● **Work instructions**
Rewrite every one of the records below, swapping "asphalt parking lot" for "paved parking area" and keeping everything else the same. Omit the pictures from your answer.

Location labeling records:

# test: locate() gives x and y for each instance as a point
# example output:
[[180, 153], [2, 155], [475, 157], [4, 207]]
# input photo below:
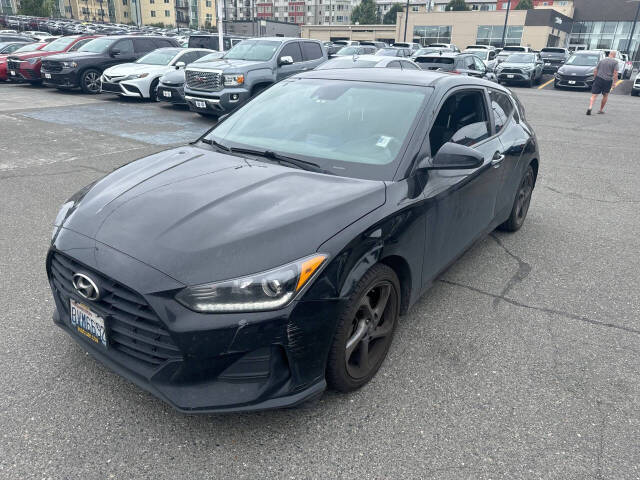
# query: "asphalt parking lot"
[[522, 362]]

● **Completed exercise**
# test: locate() gives x and y for each instance as a point
# example output:
[[180, 153], [2, 155], [475, 157], [4, 207]]
# input photo below:
# query: "paved parking area"
[[522, 362]]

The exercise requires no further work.